| Instruction |
Put all the entries below into a Markdown table with two columns, Row and Line, giving each line its own numbered row and leaving out any blank lines.

(Dataset records)

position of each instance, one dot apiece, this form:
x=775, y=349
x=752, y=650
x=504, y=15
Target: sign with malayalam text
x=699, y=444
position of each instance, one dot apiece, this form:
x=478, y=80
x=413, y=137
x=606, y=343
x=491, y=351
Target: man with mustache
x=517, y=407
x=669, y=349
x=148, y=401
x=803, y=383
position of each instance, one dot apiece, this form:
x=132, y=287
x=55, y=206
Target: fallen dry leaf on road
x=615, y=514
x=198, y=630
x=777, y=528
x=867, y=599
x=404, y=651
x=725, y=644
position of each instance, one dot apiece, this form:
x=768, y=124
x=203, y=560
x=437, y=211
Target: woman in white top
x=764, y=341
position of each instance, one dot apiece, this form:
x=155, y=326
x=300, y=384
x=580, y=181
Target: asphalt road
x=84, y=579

| Answer to the task |
| Row | Line |
|---|---|
| 1 | position of each instance, one dot apiece, this form: |
| 2 | x=775, y=349 |
| 3 | x=752, y=650 |
| 4 | x=504, y=15 |
| 5 | Target: sign with malayalam text |
| 6 | x=699, y=444 |
| 7 | position of each instance, one dot apiece, this form: |
| 8 | x=478, y=80 |
| 9 | x=413, y=137 |
| 10 | x=606, y=343 |
| 11 | x=491, y=351 |
| 12 | Target: man with mustache |
| 13 | x=517, y=407 |
| 14 | x=669, y=349 |
| 15 | x=148, y=401 |
| 16 | x=803, y=383 |
| 17 | position of each instance, one dot apiece, this form: |
| 18 | x=132, y=287 |
| 19 | x=55, y=206 |
| 20 | Target: fallen dry leaf on road |
| 21 | x=615, y=514 |
| 22 | x=198, y=630 |
| 23 | x=777, y=528 |
| 24 | x=867, y=599 |
| 25 | x=404, y=651 |
| 26 | x=725, y=644 |
| 27 | position of each instance, one dot apiece, this form: |
| 28 | x=768, y=124 |
| 29 | x=203, y=560 |
| 30 | x=437, y=211 |
| 31 | Target: woman in white top |
| 32 | x=764, y=341 |
| 33 | position of each instance, one dot apiece, this form: |
| 34 | x=155, y=326 |
| 35 | x=300, y=384 |
| 36 | x=580, y=181 |
| 37 | Target: asphalt road |
| 38 | x=84, y=579 |